* [Assignment]: If a line in the listing below contains the word "graffiti", count it, then please give only the number of such lines.

::::

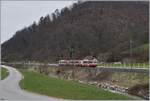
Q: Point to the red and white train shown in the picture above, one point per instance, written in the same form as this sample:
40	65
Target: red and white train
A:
79	63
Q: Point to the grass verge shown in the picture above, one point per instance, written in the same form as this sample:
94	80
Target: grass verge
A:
49	86
4	73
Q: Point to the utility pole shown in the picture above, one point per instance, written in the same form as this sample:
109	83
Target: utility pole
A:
131	51
71	52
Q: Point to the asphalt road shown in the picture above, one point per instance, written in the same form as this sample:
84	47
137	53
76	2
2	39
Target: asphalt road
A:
10	89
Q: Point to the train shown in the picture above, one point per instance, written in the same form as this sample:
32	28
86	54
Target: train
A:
79	63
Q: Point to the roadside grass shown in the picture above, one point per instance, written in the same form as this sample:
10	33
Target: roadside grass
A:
130	79
59	88
126	65
4	73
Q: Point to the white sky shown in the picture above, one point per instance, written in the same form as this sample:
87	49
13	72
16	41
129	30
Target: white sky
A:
15	15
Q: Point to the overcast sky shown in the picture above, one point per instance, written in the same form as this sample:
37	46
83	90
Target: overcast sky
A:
15	15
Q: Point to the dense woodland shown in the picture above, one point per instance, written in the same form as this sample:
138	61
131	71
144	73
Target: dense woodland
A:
94	28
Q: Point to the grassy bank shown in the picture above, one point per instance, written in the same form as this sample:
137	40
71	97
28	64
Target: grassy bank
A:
4	73
43	84
126	65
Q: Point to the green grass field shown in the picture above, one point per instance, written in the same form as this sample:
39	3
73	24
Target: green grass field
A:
59	88
4	73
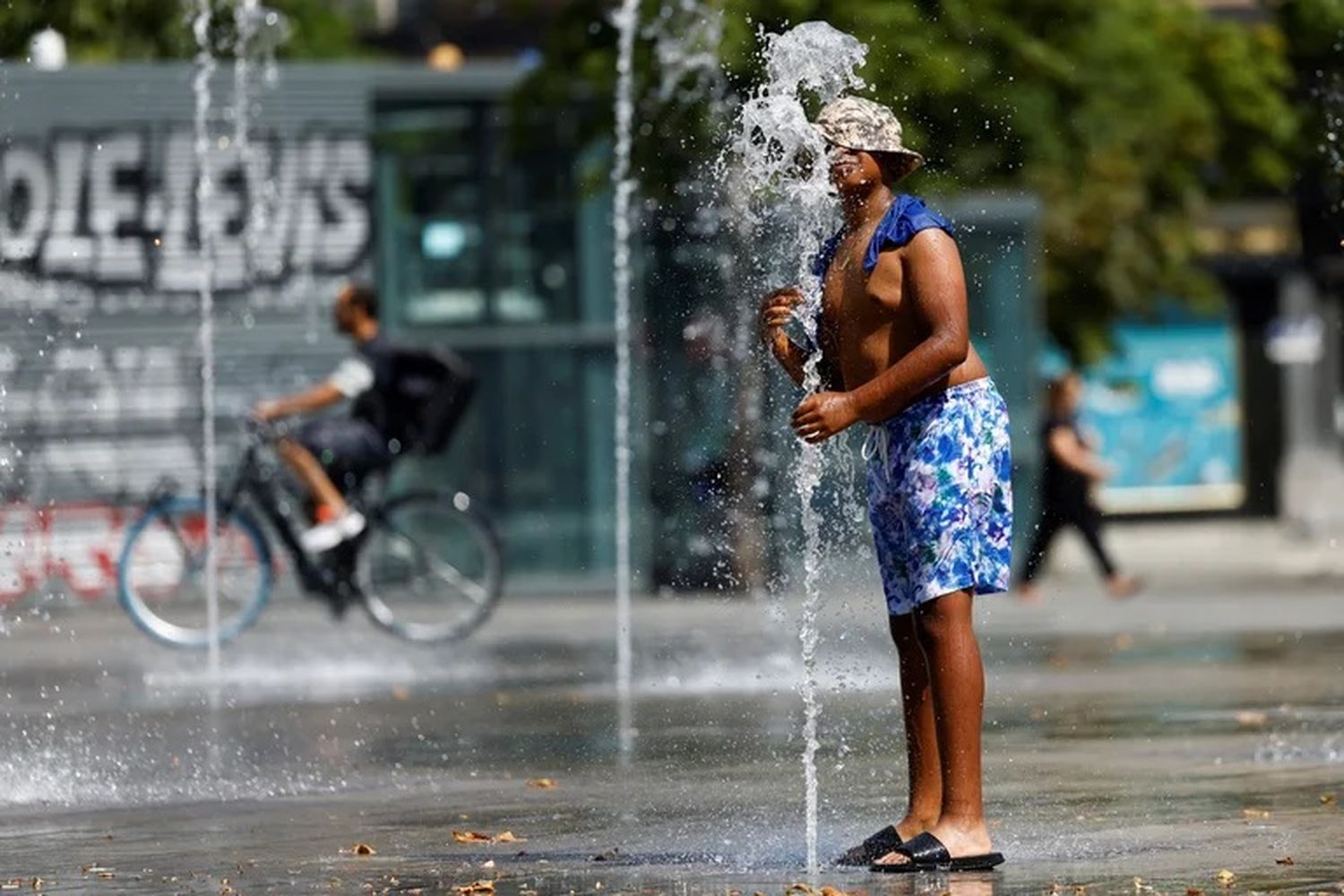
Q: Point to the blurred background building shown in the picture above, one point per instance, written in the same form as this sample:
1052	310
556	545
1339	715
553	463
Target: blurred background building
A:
484	220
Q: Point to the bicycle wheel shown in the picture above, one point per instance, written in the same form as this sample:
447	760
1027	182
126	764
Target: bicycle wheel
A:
161	578
430	568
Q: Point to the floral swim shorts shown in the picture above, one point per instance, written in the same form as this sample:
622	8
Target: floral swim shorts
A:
940	495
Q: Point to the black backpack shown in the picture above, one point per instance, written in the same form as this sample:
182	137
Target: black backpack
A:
426	395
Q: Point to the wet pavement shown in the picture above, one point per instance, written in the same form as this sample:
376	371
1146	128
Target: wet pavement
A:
1195	729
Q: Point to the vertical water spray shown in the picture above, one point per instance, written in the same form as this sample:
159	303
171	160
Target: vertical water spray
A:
204	196
777	160
245	27
626	21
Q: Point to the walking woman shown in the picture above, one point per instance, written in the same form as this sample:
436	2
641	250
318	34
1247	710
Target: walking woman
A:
1072	469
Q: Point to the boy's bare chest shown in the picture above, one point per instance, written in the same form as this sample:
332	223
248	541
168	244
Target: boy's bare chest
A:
857	298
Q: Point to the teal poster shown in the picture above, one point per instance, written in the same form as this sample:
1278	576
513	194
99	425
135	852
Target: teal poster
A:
1164	413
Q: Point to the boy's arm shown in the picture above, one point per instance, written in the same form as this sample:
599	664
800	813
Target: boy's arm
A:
314	400
935	288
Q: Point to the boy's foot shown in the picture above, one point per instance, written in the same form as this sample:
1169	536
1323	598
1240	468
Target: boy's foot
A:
969	847
324	536
1124	586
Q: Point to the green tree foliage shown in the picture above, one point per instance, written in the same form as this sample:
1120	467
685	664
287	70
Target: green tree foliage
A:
147	30
1126	117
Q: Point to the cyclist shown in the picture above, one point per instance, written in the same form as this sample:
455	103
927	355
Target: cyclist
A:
328	450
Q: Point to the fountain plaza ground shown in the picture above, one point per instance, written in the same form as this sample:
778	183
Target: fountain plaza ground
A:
1137	747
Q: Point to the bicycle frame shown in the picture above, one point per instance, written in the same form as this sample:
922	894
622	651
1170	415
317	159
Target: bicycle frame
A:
332	578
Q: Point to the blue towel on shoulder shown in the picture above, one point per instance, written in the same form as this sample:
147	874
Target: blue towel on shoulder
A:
906	217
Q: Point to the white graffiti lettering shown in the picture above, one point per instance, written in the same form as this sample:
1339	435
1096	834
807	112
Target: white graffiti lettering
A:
116	210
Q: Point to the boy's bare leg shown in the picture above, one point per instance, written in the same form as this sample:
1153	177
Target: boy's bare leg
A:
957	685
312	474
925	772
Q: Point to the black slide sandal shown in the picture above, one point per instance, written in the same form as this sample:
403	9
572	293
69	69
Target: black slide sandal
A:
927	853
871	849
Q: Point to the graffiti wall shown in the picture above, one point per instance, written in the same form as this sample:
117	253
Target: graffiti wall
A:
99	269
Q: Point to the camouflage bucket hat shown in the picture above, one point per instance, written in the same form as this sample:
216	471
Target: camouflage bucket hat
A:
855	123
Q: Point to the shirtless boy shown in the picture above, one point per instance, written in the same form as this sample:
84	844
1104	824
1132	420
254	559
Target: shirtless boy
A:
897	355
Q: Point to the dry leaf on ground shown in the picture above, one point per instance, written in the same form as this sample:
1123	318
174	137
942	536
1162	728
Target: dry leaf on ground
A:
476	887
359	849
478	837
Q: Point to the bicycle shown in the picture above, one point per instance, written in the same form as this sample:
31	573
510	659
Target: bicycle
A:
426	567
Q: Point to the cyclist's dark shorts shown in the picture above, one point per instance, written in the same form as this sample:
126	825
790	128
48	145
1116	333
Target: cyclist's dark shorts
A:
347	447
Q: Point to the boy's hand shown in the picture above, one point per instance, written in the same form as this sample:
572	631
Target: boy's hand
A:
776	311
822	416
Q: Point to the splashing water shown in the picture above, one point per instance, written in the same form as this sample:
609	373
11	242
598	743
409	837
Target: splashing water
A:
626	19
776	160
204	231
685	42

::::

* [Solution to the exercise]: 4